> Task brief: Give the listing below again in full, exactly as written.

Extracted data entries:
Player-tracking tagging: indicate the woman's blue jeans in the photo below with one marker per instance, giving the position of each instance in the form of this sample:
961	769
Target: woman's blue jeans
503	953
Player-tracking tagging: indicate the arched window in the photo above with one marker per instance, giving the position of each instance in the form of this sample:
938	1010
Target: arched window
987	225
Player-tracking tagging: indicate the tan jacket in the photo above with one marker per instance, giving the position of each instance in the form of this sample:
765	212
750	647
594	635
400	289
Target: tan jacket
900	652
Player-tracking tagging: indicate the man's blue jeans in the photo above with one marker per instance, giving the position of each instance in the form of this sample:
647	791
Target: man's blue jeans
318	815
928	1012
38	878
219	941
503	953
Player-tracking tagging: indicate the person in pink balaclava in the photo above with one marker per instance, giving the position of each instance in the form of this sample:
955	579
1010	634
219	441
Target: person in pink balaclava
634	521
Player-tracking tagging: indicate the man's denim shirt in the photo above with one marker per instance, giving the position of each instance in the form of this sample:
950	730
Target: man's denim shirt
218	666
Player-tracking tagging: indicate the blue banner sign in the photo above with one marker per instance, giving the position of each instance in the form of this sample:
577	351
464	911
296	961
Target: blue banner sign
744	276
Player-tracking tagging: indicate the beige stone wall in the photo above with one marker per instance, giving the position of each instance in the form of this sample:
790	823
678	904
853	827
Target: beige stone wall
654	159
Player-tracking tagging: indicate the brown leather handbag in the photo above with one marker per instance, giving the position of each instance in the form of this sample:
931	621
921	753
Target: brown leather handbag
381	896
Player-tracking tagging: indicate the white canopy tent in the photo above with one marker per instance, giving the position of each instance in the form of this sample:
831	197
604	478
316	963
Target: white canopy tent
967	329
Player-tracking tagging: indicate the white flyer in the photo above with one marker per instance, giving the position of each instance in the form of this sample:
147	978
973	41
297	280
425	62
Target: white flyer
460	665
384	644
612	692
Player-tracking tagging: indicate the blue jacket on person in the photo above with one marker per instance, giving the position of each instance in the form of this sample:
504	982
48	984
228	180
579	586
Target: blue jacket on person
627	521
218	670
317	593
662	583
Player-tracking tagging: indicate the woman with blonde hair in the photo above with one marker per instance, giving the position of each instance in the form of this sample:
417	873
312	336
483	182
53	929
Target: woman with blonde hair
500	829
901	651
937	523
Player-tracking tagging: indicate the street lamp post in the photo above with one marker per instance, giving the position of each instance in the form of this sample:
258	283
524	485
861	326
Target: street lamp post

> Answer to the exercise:
Player-tracking tagging: indicate the woman's blue jeans in the photo below with one marker per instance, giving the position of each instance in the form of this sample:
961	769
Target: woman's blue jeans
503	953
Player-tracking tagging: indicate the arched window in the photo above with one marker per instance, giving the position of each instance in the form of this sample:
938	1010
Target: arched window
987	225
Player-tracking tagging: indicate the tan jacket in the photo above with one marker per instance, giving the position of each instance in the form of this sample:
765	212
750	647
594	635
400	289
Target: tan jacket
900	652
Player-tracking tagging: indicate the man's blue jeans in the photo above with one marker per instance, giving the position of each instance in the form of this sample:
647	791
Target: man's blue jeans
318	815
928	1012
38	878
219	941
503	953
Player-tracking tagging: indicate the person in pink balaclava in the photo above with one marker per instance, giving the position of each instance in the form of this sample:
955	579
1010	634
219	441
Target: person in pink balaclava
634	521
Player-tracking tagging: indicate the man's denim shirt in the photo above with one marker per instance, giving the position of each instance in the form of this sample:
950	730
Target: man's denim shirt
218	666
Player-tracking tagging: indicate the blue banner sign in the photo above with one marker per instance, giving the position of each instance in the form of this sample:
577	351
464	911
296	961
Target: blue banner sign
744	276
Player-tracking tagging: indicate the beige stone wall in the photo above with one marker per instance, giving the position of each instance in the form of this sample:
790	823
678	904
853	827
Target: beige stone wall
654	159
Player-tracking tagging: indicate the brown leather handbag in the photo above with one marker per instance, giving the position of each instance in the form of this sample:
931	621
921	753
Target: brown leather handbag
381	896
Player-tracking tagging: indicate the white canopy tent in the photo above with one marker per instance, giving the position of each instance in the form of this sample:
831	197
604	478
316	963
Target: white canopy tent
967	329
Player-tracking tagging: indicate the white flyer in the photo above with one marker per instance, giving the position of each instance in the form of this sample:
147	978
973	41
297	280
425	62
Target: white flyer
460	665
384	644
612	692
Player-tracking tagging: indicate the blue jacket on person in the photo above with one marker per instance, giving the position of each instance in the form of this sample:
504	982
48	984
228	180
579	586
Target: blue jacket on person
627	521
218	670
317	593
662	583
Player-tracking tagging: indicate the woman with blonde hair in the photo above with one marker per instance, giving the position of each instance in the form of this sample:
417	873
312	336
483	182
53	929
Target: woman with blonde hair
500	829
901	651
937	523
Player-tracking tagging: indicate the street lamp post in the photo above with one marker per instance, giving the position of each instance in the form of this sample:
258	283
524	485
861	326
Target: street lamp post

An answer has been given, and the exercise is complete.